**Task directions**:
Rewrite the listing below, starting with the line that contains "hands with a point." and going on through the end of the listing, with "Observed" changed to "Result" and nothing else altered.

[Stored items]
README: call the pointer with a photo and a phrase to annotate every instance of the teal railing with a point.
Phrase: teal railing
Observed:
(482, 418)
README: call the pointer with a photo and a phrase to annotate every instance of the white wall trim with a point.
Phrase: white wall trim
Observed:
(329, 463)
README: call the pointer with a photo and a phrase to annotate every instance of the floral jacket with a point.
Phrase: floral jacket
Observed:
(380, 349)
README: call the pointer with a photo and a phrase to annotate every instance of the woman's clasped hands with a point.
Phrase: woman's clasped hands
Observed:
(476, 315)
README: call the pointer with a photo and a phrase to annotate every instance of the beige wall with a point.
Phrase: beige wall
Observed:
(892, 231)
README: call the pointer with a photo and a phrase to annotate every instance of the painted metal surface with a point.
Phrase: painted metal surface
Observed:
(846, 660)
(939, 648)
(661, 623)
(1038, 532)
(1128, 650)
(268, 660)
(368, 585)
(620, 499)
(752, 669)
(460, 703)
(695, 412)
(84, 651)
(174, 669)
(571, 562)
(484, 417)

**Exercise solution**:
README: call the pointer with a photo and a phrase to annotate every instance of the woman's clasped hands with a point.
Phrase: woman's clasped hands
Result:
(476, 315)
README: call the pointer with a photo and a phrase to annotate every instance of the beige wall with a point.
Phrase: beige wall
Result:
(892, 231)
README: call the pointer with a photo and a phrase to annotate every instance of the painted metal surface with a point.
Phrase: painted metal surface
Result:
(846, 660)
(939, 648)
(661, 623)
(1038, 532)
(1128, 650)
(268, 660)
(368, 585)
(620, 499)
(752, 669)
(460, 703)
(695, 412)
(84, 651)
(174, 669)
(571, 562)
(484, 417)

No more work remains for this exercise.